■ **Metin Alıntısı**:
- - - -

Emsal Mahkeme Kararı Bakırköy 1. Asliye Ticaret Mahkemesi 2018/811 E. 2020/905 K. 18.11.2020 T.

Görüntülediğiniz mahkeme kararı henüz kesinleşmemiştir. Yararlı olması amacıyla eklenmiştir.

T.C. BAKIRKÖY 1. ASLİYE TİCARET MAHKEMESİ

ESAS NO : 2018/811 Esas
KARAR NO : 2020/905

DAVA : Tazminat
DAVA TARİHİ : 31/08/2018
KARAR TARİHİ : 17/11/2020

Mahkememizde görülmekte olan Tazminat davasının yapılan açık yargılaması sonunda,
GEREĞİ DÜŞÜNÜLDÜ:
Davacı vekili dava dilekçesinde; 01/09/2016 tarihinde … İlçesi … Mahallesi … Cad. No:… önü adresinde … santraline ait 24 F/O-Y kablonun müteahhitliği davalı İski tarafından yürütülen kanalizasyon altyapı kazı çalışmaları esnasında hasara uğratıldığını, söz konusu hasarlar nedeniyle davacı şirket çalışanı tekniker … tarafından hasar tespit tutanağı düzenlendiğini, olaya ilişkin hasar keşif tutarı formu , E – fatura, hasar tespit tutanağı, saha tutanağı, kroki, günlük şantiye defteri, şematik ile şirketimiz üst yazılarını dilekçeleri ekinde sunduklarını, hasar sebebiyle kuruluşlarının zarar uğradığını, zarar giderildiğini ancak davalılar tarafından rızaen ödenmeyen alacaklarının hüküm altına alınmasını teminen dava açmak zorunda kaldıklarını, davalarının kabulü ile 2.306,52 TL şirket zararlarının hasar tarihi olan 03/04/2017 tarihinden itibaren T.C.Merkez Bankasının kısavadeli anaslra uygulanaman değişebilir oranlarda avans faizi vekület ücreti, mahkeme masraflarıyla birlikte davalılardan müştereken ve müteselsilen tahsiline karar verilmesini talep etmiştir.

- - - -

Mahkeme kararından "Emsal Mahkeme Kararı" ifadesinden başlayıp "olması amacıyla eklenmiştir." ifadesine kadar uzanan bölümün tamamını alıntılayın.

- - - -

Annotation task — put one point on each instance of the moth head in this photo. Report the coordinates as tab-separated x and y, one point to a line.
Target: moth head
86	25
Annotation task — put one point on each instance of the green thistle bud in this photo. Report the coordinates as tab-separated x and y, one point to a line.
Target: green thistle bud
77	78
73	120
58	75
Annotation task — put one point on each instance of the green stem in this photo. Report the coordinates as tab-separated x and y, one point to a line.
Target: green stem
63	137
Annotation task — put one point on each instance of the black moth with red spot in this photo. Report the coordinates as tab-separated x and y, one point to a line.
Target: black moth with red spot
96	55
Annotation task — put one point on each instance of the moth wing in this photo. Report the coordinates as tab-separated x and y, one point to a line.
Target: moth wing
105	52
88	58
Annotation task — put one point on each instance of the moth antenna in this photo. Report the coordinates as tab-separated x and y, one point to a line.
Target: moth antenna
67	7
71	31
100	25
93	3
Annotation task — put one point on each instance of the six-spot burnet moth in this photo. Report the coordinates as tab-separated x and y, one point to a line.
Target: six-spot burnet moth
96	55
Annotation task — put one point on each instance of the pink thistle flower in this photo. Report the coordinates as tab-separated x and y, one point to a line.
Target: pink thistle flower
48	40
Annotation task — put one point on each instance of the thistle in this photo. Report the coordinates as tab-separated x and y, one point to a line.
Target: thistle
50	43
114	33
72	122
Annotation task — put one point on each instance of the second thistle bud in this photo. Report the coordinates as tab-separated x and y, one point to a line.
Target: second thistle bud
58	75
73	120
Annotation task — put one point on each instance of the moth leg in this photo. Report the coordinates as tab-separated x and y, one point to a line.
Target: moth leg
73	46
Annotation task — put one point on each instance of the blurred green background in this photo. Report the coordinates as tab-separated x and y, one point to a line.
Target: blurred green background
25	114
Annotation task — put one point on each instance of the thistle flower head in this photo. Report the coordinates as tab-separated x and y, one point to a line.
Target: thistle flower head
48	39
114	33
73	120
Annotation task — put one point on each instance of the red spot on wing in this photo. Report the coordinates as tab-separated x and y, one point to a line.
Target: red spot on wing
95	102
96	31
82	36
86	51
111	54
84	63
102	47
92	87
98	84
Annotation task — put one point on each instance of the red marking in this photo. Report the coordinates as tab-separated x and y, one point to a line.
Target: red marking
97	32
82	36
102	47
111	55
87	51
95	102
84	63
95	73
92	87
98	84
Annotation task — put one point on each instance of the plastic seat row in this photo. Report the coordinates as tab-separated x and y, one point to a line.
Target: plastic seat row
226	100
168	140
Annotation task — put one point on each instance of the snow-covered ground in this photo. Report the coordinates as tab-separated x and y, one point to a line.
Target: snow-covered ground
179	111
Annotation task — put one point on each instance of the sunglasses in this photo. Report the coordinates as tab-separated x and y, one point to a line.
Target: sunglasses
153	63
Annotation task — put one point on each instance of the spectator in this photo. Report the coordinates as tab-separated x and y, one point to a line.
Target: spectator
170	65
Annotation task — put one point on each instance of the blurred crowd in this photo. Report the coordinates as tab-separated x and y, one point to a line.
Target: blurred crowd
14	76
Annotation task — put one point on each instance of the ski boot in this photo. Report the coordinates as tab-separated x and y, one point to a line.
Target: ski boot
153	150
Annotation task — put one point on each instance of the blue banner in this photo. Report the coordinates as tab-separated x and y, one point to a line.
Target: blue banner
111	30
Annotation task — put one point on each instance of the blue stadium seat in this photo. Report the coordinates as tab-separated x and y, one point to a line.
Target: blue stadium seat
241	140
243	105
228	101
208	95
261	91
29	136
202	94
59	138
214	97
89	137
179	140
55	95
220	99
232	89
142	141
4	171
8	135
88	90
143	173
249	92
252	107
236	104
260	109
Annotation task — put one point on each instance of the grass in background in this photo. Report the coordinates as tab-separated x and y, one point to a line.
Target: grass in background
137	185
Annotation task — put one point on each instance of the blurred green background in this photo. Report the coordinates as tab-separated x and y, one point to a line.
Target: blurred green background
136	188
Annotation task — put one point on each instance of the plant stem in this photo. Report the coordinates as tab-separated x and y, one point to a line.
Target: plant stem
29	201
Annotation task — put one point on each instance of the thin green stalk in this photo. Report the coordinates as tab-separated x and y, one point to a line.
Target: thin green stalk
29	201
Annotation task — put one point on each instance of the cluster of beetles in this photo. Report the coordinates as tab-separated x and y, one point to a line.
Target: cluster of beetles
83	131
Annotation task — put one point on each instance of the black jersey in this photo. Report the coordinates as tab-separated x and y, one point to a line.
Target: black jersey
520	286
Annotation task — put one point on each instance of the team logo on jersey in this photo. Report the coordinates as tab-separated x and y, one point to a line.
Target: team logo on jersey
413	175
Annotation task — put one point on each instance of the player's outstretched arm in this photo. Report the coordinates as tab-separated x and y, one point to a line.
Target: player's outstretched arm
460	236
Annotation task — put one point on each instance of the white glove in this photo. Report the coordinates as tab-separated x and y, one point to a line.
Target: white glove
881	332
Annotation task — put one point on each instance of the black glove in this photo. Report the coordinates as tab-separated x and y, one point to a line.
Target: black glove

- - - -

■ **Yanıt**:
Emsal Mahkeme Kararı Bakırköy 1. Asliye Ticaret Mahkemesi 2018/811 E. 2020/905 K. 18.11.2020 T.

Görüntülediğiniz mahkeme kararı henüz kesinleşmemiştir. Yararlı olması amacıyla eklenmiştir.